*Given problem*.
Repeat the records below word for word, but start at the line that contains "Place a marker on the white shirt", stop after the last line, and include nothing else.

*Entries provided*.
....

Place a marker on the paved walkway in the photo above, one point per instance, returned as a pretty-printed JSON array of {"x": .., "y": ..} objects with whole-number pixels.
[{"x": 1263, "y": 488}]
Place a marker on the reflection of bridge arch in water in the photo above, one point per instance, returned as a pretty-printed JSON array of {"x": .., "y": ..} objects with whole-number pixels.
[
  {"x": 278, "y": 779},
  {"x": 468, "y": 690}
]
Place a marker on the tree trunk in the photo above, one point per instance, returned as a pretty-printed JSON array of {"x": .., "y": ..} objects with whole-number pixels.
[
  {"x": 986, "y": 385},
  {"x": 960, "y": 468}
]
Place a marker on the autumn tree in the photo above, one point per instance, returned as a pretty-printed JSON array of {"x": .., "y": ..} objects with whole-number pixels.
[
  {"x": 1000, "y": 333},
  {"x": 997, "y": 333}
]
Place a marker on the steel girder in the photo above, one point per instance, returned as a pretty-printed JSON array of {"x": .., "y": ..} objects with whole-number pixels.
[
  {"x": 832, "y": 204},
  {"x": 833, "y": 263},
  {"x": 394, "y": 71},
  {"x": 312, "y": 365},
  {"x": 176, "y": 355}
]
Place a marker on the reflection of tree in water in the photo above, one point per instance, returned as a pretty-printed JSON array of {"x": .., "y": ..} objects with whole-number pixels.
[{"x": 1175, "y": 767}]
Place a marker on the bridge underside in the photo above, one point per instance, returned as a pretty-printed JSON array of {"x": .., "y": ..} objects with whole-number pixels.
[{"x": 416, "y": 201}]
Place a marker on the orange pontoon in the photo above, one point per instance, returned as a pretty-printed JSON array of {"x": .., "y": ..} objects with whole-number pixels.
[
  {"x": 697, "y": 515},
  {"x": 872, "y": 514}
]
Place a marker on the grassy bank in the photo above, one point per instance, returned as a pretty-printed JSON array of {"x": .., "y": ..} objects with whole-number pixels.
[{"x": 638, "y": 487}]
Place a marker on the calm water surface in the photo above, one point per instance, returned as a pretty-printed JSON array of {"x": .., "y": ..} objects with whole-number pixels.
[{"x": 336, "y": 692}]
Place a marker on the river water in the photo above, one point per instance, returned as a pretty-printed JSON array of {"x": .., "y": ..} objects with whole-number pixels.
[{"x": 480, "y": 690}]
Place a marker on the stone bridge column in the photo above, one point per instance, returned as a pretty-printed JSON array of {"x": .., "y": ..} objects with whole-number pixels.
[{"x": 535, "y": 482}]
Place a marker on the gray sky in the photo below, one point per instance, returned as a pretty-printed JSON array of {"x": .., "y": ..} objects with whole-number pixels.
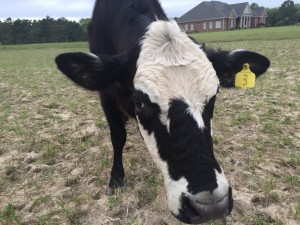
[{"x": 76, "y": 9}]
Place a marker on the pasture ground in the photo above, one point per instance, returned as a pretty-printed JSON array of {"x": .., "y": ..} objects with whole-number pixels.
[{"x": 55, "y": 151}]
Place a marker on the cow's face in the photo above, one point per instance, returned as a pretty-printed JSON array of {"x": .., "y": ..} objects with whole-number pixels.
[{"x": 175, "y": 92}]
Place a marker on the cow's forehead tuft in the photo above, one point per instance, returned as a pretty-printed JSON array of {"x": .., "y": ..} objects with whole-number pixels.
[{"x": 171, "y": 66}]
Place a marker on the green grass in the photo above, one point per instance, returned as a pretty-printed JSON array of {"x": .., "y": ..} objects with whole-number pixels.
[
  {"x": 259, "y": 34},
  {"x": 42, "y": 113}
]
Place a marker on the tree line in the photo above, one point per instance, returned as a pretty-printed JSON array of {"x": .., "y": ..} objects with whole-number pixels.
[{"x": 49, "y": 30}]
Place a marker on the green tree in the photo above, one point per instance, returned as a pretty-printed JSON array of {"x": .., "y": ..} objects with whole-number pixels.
[{"x": 287, "y": 13}]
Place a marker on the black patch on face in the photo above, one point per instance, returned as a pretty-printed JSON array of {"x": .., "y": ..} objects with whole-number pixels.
[{"x": 187, "y": 149}]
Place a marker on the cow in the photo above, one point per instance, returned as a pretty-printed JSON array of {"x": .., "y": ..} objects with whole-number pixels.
[{"x": 145, "y": 67}]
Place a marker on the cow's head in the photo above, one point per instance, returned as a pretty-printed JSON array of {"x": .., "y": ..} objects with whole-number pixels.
[{"x": 175, "y": 87}]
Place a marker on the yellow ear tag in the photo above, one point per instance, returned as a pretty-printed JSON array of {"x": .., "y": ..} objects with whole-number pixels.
[{"x": 245, "y": 78}]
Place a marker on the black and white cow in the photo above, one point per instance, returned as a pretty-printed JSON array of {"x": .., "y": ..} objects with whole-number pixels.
[{"x": 145, "y": 67}]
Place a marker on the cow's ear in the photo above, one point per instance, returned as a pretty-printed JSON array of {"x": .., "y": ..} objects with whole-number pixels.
[
  {"x": 90, "y": 71},
  {"x": 228, "y": 64}
]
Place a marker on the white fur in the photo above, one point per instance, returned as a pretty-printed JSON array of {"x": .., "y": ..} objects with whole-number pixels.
[
  {"x": 174, "y": 188},
  {"x": 171, "y": 66},
  {"x": 223, "y": 185}
]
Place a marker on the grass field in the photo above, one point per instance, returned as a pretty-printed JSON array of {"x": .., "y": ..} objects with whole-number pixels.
[{"x": 55, "y": 153}]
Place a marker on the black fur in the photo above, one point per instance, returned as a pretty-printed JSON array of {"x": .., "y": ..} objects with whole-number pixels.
[{"x": 115, "y": 31}]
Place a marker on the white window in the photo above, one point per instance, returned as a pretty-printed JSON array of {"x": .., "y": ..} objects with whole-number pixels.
[
  {"x": 192, "y": 26},
  {"x": 231, "y": 23}
]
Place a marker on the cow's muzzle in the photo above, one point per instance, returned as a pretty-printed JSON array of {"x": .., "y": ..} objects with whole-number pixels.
[{"x": 204, "y": 207}]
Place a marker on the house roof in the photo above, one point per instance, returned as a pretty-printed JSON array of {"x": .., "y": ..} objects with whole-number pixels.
[
  {"x": 258, "y": 11},
  {"x": 213, "y": 10},
  {"x": 239, "y": 8}
]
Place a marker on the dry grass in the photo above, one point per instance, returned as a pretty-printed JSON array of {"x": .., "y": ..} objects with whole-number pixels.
[{"x": 55, "y": 153}]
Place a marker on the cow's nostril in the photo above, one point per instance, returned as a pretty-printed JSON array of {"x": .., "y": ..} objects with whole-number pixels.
[{"x": 200, "y": 210}]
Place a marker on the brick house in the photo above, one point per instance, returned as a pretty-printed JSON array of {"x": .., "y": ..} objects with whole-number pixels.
[{"x": 216, "y": 15}]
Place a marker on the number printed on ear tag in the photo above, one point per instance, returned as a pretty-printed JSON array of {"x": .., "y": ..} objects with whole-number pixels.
[{"x": 245, "y": 78}]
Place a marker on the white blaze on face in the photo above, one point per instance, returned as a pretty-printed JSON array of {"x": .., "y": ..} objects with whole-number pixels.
[
  {"x": 174, "y": 188},
  {"x": 171, "y": 66}
]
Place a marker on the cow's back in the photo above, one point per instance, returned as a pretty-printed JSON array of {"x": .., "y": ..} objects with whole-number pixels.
[{"x": 117, "y": 25}]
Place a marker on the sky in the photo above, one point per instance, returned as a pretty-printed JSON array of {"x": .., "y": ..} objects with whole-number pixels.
[{"x": 77, "y": 9}]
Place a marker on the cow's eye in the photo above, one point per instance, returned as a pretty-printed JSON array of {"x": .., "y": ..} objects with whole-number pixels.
[{"x": 139, "y": 105}]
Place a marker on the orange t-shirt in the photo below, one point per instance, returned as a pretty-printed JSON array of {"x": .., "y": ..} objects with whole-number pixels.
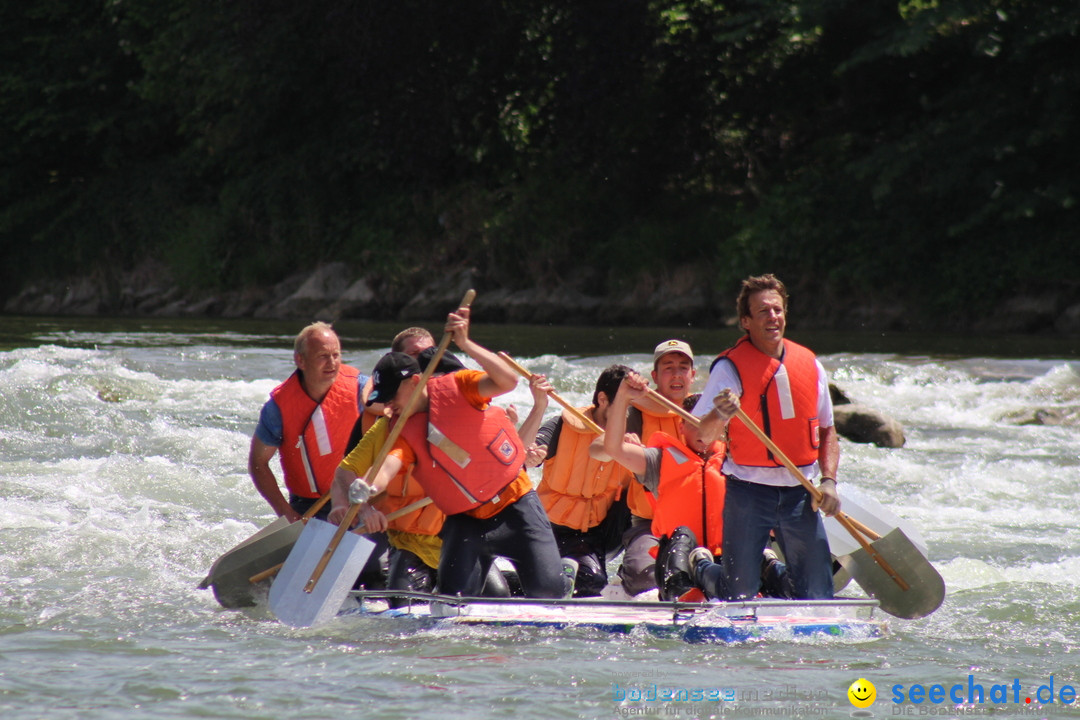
[{"x": 469, "y": 385}]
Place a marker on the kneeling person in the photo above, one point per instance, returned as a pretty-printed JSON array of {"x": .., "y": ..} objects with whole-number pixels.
[{"x": 469, "y": 461}]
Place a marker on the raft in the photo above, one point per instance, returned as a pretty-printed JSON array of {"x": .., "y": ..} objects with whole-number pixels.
[{"x": 700, "y": 623}]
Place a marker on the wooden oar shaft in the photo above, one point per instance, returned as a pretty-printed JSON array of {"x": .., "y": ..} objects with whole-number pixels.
[
  {"x": 854, "y": 527},
  {"x": 315, "y": 507},
  {"x": 552, "y": 394},
  {"x": 387, "y": 447},
  {"x": 270, "y": 572}
]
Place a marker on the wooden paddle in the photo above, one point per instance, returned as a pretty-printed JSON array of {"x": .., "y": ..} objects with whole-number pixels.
[
  {"x": 268, "y": 547},
  {"x": 552, "y": 394},
  {"x": 302, "y": 607},
  {"x": 401, "y": 512},
  {"x": 895, "y": 544}
]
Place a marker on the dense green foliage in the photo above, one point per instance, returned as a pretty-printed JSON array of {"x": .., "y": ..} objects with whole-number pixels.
[{"x": 916, "y": 150}]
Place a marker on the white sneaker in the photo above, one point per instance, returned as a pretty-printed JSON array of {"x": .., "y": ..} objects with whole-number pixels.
[{"x": 570, "y": 573}]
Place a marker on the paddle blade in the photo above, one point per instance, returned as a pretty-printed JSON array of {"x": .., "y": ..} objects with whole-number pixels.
[
  {"x": 230, "y": 575},
  {"x": 289, "y": 602},
  {"x": 860, "y": 506},
  {"x": 927, "y": 589}
]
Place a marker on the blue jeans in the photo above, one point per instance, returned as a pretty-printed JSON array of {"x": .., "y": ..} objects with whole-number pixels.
[
  {"x": 750, "y": 512},
  {"x": 521, "y": 532}
]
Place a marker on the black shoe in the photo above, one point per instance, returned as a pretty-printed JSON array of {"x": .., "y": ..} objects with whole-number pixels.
[{"x": 673, "y": 564}]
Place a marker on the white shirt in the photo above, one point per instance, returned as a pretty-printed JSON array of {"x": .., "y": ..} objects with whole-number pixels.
[{"x": 724, "y": 376}]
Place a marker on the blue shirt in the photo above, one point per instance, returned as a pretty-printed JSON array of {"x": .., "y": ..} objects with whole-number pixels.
[{"x": 271, "y": 429}]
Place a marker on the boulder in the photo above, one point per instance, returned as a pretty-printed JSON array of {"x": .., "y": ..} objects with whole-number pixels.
[{"x": 860, "y": 423}]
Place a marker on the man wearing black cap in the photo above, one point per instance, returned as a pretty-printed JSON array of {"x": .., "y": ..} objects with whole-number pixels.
[{"x": 469, "y": 459}]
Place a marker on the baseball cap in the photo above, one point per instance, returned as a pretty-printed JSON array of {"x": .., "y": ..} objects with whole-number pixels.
[
  {"x": 672, "y": 347},
  {"x": 447, "y": 364},
  {"x": 389, "y": 372}
]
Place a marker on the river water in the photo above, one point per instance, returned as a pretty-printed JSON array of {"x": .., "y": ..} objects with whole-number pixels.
[{"x": 123, "y": 476}]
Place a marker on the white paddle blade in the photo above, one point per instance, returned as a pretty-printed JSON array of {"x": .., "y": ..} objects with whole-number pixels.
[
  {"x": 926, "y": 586},
  {"x": 291, "y": 603},
  {"x": 874, "y": 515}
]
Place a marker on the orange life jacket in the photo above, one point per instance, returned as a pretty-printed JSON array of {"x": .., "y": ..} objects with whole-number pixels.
[
  {"x": 691, "y": 491},
  {"x": 637, "y": 498},
  {"x": 464, "y": 456},
  {"x": 781, "y": 396},
  {"x": 578, "y": 490},
  {"x": 315, "y": 434}
]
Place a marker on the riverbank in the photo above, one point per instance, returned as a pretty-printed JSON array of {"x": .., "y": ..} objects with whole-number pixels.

....

*Output for this exercise*.
Place a marker on the white shirt in the photo above, one point per instance, returned as a pretty-printed JSON array of {"x": .., "y": ..} objects with whole-number pixels.
[{"x": 724, "y": 376}]
Place a marker on the blue shirt in the photo above, one point per instance, returned as a pretty-printed JSON array of {"x": .., "y": ..} objects with whole-number pixels.
[{"x": 271, "y": 429}]
Place a marker on the boulder in the photo above, one point per instance, returned as a pretty-printed JSON array of {"x": .., "y": ..} objects with whole-number pixels.
[{"x": 860, "y": 423}]
Place a marker on the man wearing black cap in the photo above, one point per instance, returned as a pretty-printed JSON array of {"x": .., "y": ..} objects with whole-number pixels.
[{"x": 469, "y": 459}]
Place a marker on the baseball cap in the photo above, one point per instance, returned as a pretty-printed JSON array of {"x": .., "y": ..} objects with whole-number pixels.
[
  {"x": 672, "y": 347},
  {"x": 447, "y": 364},
  {"x": 389, "y": 372}
]
Place a marker on the river water in the photo above, one point per instance, returned as a pretty-printed JSON array of {"x": .., "y": ..} objects with whole-number pixels.
[{"x": 123, "y": 476}]
Place a marker on the white paddle blade in the photo above, one point per instance, returned as a pretty-printed JSON array of {"x": .., "y": ..} objects with whole-number pixels.
[
  {"x": 926, "y": 586},
  {"x": 291, "y": 603},
  {"x": 874, "y": 515}
]
Place a marker on the orange life jacket in the photo above, one point per instance, returned as a pretty-printed JSON array of {"x": .., "y": ..} objects with whole-number pixels.
[
  {"x": 691, "y": 491},
  {"x": 637, "y": 498},
  {"x": 464, "y": 456},
  {"x": 781, "y": 396},
  {"x": 578, "y": 490},
  {"x": 315, "y": 434}
]
Place a marker on the riverbank in the photo above, one point per instance, returned as a pretty-printed JSON array of {"x": .., "y": ..} objects with whole-number pixels.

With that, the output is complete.